* [Exercise brief]
Pull every line from the records that has the word "instance" in it.

* [Records for this exercise]

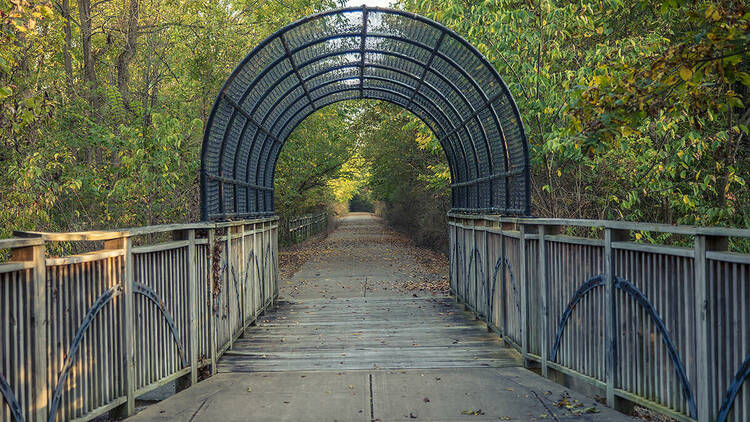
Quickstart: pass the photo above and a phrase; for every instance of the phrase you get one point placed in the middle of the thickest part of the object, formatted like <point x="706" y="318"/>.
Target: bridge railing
* * *
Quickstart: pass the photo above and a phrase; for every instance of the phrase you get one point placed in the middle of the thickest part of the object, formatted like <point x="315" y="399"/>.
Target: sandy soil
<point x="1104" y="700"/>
---
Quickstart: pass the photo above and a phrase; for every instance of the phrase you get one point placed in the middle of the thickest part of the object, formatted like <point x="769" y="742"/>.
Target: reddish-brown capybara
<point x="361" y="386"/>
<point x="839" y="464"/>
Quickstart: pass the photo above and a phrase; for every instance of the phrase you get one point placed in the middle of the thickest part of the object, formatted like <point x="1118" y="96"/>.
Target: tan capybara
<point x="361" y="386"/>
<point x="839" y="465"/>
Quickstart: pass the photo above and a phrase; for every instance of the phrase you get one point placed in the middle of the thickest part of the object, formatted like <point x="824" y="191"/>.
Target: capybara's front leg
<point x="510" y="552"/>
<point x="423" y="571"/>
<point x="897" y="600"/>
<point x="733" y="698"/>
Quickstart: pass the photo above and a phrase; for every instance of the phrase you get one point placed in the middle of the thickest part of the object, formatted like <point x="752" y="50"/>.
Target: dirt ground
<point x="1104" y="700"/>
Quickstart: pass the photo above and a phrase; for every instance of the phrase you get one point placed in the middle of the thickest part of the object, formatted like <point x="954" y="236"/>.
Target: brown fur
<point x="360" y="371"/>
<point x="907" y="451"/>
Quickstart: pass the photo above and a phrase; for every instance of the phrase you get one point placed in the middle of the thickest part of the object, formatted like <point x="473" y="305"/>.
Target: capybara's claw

* [Solution below]
Quickstart: pass the photo above and a phrase; for every instance of the phrase you get one point placed in the middle of the thickest part of the object, formatted like <point x="706" y="318"/>.
Quickstart: pass the photo above and a phrase; for every instance of the phrase you get one point placed in the middle of the thickest part of the object, formatted like <point x="315" y="399"/>.
Quickstart: pass the photo above and a phrase; for every instance of the phrase you get one point placed in the middle of the thickest part of the object, formatted like <point x="769" y="742"/>.
Quickstart: pass the photo above and a phrase; for every instance of the phrase you get one point placed in the middle of the thickest part of the object, formatted like <point x="1118" y="96"/>.
Quickstart: pass the photo above and a phrase; for every instance of the phrase you get one point placed in the middle of the thickest part of the object, formatted like <point x="824" y="191"/>.
Quickstart: pass the photo above and a phrase; for every instance of the phrase you get one point placed in the middle of the thickest part of the object, formatted like <point x="752" y="50"/>.
Quickstart: pass the photo above and a phrase; for every instance of the phrase you get one point placed in the middle of the thickest part of the object, formatted like <point x="954" y="236"/>.
Quickstart: pass the photo above and a phrase; for every instance of the phrase you get one point placed in the middle of the thickest part of the object, formatted like <point x="473" y="305"/>.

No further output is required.